*Text shown*:
§
Investor interest in the cannabis industry was at an all-time high in 2017 in anticipation of full legalization in California in 2018. The number and dollar figures of deals were up, and packed houses at our investment forums in San Francisco and Los Angeles served as anecdotal evidence of the same. The exponential expansion of available funds was set for 2018, when the institutional capital—venture capital (VC) and private equity funds—were preparing to allow future funds to invest in the cannabis industry. These funds would primarily invest in “ancillary businesses,” but the ripple effect of all that available capital in the industry would have meant more for direct operator cannabis businesses as well.

President Trump’s election did little to slow the enthusiasm throughout 2017, as investors took at face value the words of then-candidate Trump, who claimed to be “in favor of medical marijuana 100%” and to think adult-use “should be up to the states, absolutely.” Further, prior to Senate confirmation, his Attorney General, Jeff Sessions, apparently assured Senator Cory Gardner of Colorado, among others, that he would not interfere with the Cole Memorandum or states implementing their own regulatory systems for adult use cannabis.

The timing of the Sessions Memo—coming immediately after California’s legalization took effect—appears to be a demonstration of federal power to counteract California’s legalization efforts. Just as importantly, it’s an effort to prevent the vast expansion of capital that would flow into the industry. California is, after all, the venture capital capitol of the US, full of smart money willing to take reasonable, calculated risks.

However, so long as cannabis remains federally illegal under the Controlled Substances Act, and the Department of Justice (DOJ) remains ambiguous as to its prosecutorial priorities, institutional capital will stay out of the cannabis industry. Even with immense opportunities available, the possibility that marijuana holdings may threaten a fund’s overall portfolio and make their limited partners nervous means the potential rewards no longer justify the risks. Those analyzing investment trends have already noted that VC interest in cannabis isn’t living up to expectations in 2018. Given the lag in fund formation (because a fund’s limited partners would need to explicitly agree to allow investments in the cannabis industry), 2018 Q2 and Q3 would be the real indication of VC interest. But we in the industry already know the verdict: institutional funds of the Sand Hill Road variety, by and large, are staying out.

What this means for your business, if you’re raising funds in 2018:

  • Cannabis-specific funds (those able to raise funds) could be the big winners: they’ll have their pick of deals and can drive better terms.
  • Individual investors (high-net worth individuals) will continue to be the primary source of funds for direct operators in 2018.
§
Dataset entries
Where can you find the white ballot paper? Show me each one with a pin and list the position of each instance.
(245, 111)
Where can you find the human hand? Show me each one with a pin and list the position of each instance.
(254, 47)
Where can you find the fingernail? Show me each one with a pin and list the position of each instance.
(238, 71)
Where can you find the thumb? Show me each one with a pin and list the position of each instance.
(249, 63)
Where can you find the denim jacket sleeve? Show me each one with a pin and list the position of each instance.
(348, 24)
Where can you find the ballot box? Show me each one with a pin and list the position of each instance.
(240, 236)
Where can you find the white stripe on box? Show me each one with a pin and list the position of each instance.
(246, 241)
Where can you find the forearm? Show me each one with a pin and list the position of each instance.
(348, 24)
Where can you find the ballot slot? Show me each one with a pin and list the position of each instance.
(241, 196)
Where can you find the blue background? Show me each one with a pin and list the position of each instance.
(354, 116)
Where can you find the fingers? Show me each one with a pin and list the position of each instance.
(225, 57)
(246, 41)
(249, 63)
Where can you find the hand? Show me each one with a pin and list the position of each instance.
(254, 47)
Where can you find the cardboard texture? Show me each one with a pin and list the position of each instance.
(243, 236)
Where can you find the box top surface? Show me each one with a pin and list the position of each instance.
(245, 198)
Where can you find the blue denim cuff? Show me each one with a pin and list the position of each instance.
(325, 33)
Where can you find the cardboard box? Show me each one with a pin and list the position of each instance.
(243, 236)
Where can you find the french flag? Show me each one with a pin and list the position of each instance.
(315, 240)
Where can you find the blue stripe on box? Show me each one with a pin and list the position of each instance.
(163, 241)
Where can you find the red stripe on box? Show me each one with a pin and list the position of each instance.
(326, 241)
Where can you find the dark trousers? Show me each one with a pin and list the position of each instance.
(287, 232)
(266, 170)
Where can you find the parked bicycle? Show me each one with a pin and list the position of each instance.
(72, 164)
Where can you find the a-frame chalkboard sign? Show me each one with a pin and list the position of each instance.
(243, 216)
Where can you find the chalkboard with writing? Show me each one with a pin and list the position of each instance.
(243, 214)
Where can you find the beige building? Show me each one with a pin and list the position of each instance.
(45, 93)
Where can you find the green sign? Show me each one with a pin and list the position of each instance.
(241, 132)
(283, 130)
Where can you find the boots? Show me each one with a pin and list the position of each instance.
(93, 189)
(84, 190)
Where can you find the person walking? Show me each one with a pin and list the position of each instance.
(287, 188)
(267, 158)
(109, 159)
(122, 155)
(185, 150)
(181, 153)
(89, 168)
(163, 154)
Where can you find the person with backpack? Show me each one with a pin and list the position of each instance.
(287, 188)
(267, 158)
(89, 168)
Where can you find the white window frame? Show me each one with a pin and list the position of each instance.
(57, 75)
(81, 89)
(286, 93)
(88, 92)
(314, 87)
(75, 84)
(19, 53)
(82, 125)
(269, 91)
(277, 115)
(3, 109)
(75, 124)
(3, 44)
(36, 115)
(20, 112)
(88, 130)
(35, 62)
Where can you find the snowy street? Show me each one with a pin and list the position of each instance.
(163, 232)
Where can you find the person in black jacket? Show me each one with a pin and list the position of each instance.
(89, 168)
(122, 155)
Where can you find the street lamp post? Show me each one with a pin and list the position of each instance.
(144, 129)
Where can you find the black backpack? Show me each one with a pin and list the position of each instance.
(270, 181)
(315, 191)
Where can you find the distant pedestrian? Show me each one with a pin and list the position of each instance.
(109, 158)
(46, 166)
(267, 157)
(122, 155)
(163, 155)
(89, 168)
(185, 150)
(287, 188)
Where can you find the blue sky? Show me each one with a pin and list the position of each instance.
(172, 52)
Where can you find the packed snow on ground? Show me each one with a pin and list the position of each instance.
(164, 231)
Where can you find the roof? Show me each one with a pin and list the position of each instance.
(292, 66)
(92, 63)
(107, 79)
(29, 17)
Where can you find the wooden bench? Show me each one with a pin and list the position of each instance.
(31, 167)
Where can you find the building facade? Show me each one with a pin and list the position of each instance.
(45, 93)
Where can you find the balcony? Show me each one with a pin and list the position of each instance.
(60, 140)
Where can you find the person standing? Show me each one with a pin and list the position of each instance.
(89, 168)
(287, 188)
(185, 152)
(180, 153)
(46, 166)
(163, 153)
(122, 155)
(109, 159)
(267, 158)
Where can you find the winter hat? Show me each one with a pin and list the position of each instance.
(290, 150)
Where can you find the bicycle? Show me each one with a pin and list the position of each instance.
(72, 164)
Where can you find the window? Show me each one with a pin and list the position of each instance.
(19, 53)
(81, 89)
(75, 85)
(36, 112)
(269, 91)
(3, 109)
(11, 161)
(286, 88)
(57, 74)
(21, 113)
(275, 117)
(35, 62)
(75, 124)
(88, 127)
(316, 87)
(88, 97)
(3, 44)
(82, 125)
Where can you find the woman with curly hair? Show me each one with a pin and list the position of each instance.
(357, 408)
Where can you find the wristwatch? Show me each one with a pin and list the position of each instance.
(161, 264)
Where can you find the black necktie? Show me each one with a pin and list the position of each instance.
§
*Exercise details*: Can you reproduce the section of the cannabis investment text that starts at the words "The timing of" and stops after "reasonable, calculated risks."?

*Your response*:
The timing of the Sessions Memo—coming immediately after California’s legalization took effect—appears to be a demonstration of federal power to counteract California’s legalization efforts. Just as importantly, it’s an effort to prevent the vast expansion of capital that would flow into the industry. California is, after all, the venture capital capitol of the US, full of smart money willing to take reasonable, calculated risks.